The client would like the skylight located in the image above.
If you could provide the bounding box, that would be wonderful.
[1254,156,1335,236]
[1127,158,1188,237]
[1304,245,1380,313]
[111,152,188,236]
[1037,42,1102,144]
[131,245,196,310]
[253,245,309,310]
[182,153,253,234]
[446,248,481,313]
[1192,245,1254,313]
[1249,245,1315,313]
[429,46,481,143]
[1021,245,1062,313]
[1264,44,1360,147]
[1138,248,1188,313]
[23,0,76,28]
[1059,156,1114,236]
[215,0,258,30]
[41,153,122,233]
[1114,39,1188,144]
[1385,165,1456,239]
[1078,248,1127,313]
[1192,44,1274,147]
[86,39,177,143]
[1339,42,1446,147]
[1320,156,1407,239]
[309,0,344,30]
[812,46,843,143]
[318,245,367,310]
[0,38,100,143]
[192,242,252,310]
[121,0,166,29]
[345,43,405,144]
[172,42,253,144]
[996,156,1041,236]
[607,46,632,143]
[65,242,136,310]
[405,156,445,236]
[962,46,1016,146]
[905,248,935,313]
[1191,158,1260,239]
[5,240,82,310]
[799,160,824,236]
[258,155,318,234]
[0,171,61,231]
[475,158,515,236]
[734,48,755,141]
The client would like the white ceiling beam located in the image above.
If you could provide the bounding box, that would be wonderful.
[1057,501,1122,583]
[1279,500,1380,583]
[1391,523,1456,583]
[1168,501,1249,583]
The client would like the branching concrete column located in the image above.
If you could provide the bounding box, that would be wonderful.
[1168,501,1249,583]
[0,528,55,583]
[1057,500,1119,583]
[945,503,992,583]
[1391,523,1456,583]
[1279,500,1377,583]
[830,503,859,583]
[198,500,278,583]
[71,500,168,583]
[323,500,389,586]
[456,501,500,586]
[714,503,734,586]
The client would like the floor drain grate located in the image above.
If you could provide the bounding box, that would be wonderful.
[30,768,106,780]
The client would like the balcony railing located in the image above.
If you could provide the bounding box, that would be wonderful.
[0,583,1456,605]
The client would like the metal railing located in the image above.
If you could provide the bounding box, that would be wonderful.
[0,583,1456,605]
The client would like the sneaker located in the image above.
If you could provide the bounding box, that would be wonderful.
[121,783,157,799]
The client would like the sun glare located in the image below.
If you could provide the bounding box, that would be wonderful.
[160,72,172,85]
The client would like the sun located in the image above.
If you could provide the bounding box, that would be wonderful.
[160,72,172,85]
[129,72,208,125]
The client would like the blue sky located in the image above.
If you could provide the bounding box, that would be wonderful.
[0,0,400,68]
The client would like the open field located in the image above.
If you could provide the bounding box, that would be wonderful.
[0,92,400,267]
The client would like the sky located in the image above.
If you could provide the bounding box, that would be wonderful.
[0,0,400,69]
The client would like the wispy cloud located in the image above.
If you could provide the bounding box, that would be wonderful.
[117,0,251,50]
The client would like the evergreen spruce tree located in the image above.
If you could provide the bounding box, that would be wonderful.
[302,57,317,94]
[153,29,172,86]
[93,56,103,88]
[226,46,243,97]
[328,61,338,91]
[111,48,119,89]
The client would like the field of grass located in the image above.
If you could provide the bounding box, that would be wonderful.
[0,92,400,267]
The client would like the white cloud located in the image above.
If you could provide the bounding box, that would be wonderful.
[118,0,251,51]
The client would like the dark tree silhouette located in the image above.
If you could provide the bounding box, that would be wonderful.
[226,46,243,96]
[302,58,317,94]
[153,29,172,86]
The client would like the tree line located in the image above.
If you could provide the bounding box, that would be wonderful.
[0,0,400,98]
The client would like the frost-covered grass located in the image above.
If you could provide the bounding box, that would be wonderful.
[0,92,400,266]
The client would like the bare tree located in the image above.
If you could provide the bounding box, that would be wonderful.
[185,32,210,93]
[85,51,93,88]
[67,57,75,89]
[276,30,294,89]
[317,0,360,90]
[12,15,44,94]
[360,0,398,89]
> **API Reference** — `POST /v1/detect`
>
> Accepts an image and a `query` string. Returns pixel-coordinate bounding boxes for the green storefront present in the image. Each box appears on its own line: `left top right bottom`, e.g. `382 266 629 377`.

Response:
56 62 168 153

● ● ● ●

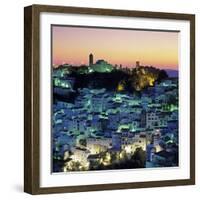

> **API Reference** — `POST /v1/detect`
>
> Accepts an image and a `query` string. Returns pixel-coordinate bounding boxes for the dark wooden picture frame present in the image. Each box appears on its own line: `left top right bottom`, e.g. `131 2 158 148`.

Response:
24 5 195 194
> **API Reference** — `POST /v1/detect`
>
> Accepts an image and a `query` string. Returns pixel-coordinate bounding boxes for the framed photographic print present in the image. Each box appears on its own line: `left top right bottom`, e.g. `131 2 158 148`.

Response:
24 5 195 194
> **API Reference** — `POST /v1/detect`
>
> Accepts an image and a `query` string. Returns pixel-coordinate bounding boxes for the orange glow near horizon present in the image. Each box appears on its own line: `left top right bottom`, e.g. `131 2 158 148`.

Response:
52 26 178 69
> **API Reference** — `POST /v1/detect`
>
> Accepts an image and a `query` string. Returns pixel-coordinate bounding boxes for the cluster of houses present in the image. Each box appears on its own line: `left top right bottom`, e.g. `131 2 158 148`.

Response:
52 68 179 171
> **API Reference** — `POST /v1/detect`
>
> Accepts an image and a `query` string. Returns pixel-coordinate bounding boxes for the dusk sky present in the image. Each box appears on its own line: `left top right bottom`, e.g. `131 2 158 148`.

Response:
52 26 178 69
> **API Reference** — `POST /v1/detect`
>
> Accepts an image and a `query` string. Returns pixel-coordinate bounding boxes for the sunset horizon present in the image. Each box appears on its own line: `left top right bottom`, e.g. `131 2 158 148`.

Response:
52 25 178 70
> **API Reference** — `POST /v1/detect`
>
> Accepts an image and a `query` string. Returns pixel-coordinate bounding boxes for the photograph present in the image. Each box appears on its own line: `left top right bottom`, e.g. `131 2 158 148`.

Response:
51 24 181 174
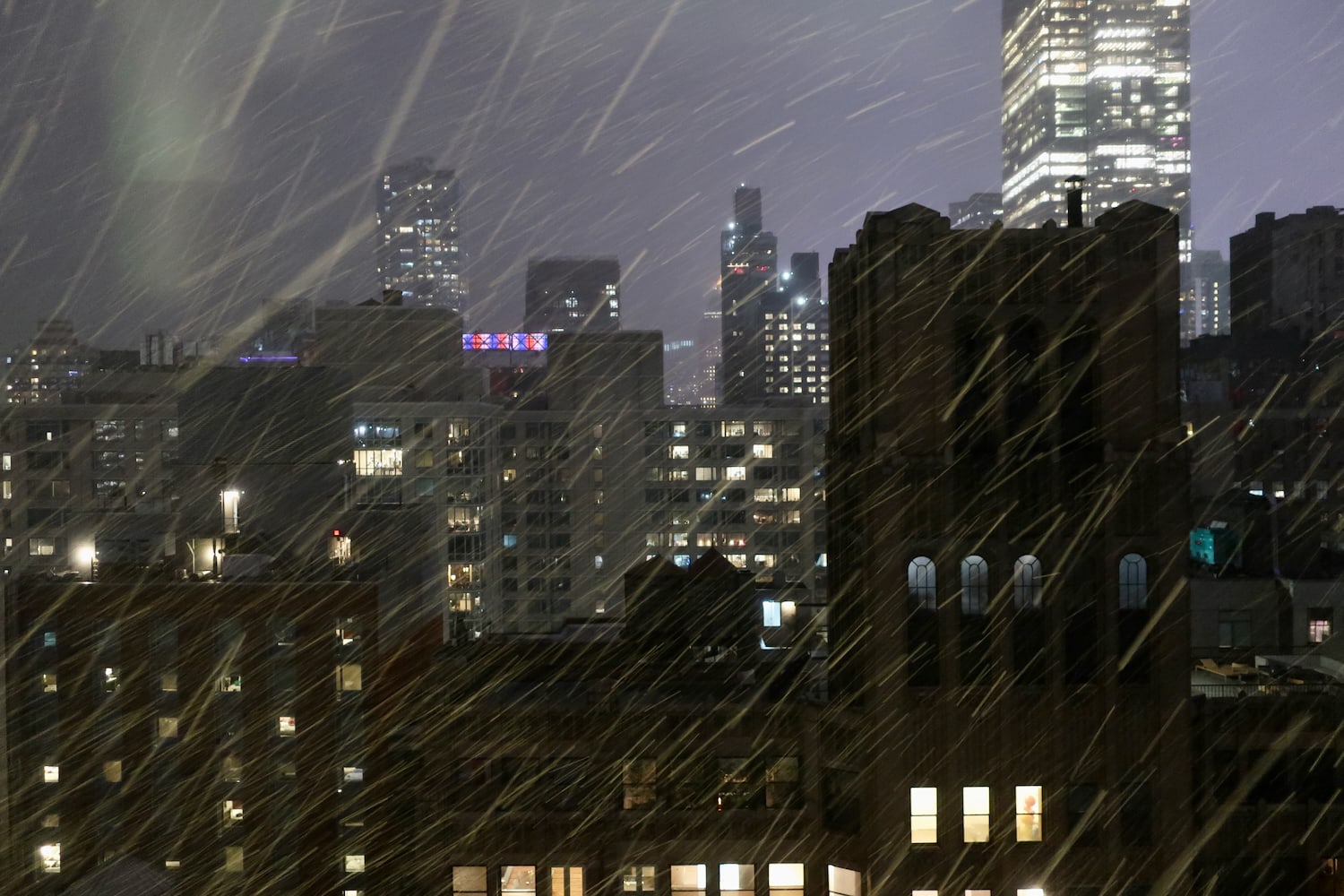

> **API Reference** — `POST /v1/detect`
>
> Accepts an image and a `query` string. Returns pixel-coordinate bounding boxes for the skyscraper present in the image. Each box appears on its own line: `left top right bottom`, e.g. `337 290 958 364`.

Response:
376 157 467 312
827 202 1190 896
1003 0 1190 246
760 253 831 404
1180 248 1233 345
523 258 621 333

● ● ● ●

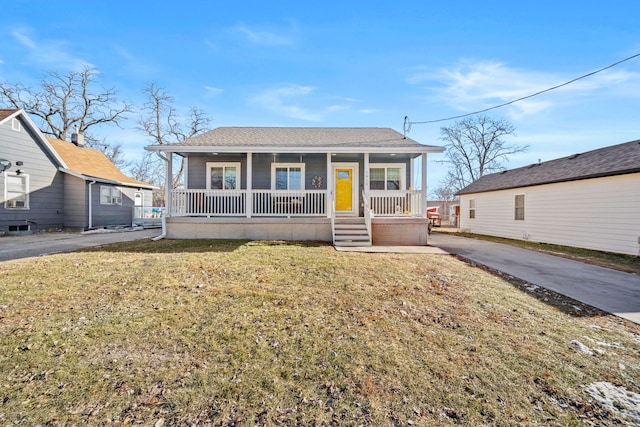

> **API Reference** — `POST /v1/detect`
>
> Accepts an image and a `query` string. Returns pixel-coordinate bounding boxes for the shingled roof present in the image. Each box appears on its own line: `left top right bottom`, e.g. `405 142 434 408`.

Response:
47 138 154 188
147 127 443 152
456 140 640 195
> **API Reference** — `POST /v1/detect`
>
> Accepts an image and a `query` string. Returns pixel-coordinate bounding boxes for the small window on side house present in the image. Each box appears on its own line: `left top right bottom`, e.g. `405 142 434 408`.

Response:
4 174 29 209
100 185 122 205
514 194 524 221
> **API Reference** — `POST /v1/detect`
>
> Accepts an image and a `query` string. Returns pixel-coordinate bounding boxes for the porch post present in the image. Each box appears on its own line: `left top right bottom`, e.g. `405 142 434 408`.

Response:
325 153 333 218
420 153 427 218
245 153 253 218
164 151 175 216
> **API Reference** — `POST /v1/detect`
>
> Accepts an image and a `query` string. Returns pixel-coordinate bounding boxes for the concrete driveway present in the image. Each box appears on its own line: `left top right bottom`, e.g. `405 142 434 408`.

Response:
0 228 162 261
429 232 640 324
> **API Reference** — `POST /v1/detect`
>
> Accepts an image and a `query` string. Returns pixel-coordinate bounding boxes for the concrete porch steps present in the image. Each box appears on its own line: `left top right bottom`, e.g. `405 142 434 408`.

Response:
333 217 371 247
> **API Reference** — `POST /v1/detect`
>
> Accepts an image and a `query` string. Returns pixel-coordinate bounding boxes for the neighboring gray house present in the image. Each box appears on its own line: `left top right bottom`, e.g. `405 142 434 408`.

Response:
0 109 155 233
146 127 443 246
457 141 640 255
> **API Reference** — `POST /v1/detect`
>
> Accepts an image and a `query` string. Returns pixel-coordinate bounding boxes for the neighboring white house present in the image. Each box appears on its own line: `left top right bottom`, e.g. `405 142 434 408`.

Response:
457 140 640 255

● ● ● ●

• _WHAT TO DO_
Copy out word for word the part of the listing that opens with the line containing "The client would like the skylight" and closes with the line containing "[86,39,177,143]", both of those lines included.

• _EXERCISE RESPONSE_
The client would like the skylight located in the image above.
If you could provide the bounding box, that would be wonderful.
[1254,156,1335,236]
[1127,158,1188,237]
[1304,245,1380,313]
[111,152,188,236]
[1037,42,1102,144]
[131,245,196,310]
[253,245,309,310]
[182,153,253,234]
[446,248,481,313]
[1192,245,1254,313]
[1249,245,1315,313]
[429,46,481,143]
[1021,245,1062,313]
[1264,44,1360,147]
[1138,248,1188,313]
[23,0,76,28]
[1059,156,1114,236]
[215,0,258,30]
[41,153,122,233]
[1114,39,1188,144]
[1385,165,1456,239]
[1078,248,1127,313]
[1192,44,1274,147]
[86,39,177,143]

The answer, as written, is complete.